═════ Dataset records
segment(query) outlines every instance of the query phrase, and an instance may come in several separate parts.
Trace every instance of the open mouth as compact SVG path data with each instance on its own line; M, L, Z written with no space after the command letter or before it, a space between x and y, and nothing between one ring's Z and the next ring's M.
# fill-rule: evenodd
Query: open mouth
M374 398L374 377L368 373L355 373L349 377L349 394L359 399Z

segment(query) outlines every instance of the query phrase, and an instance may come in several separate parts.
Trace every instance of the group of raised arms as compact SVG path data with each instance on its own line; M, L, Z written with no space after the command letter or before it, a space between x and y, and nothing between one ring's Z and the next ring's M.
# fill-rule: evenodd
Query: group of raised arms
══════════
Recast the listing above as a numbered list, leaving out the blank lines.

## Exercise response
1. segment(query) outlines every instance of the query phrase, and an instance may come in several separate parts.
2. Trace every instance of the open mouth as compact SVG path data with each instance on its own line; M, L, Z written with no space after the command letter or before it, a space between x and y, and nothing between one ring's Z and the next ring's M.
3. # fill-rule: evenodd
4. Query: open mouth
5. M374 398L374 377L368 373L355 373L349 377L349 394L359 399Z
6. segment(query) outlines every instance of the query phrase, and an instance may come in several separate parts.
7. Trace every instance of the group of raised arms as compact SVG path data with each instance on its own line; M, L, Z written with no space after the command letter or before it, a space between x and y, and nothing between one ring's Z and the next ring's M.
8. # fill-rule: evenodd
9. Query: group of raised arms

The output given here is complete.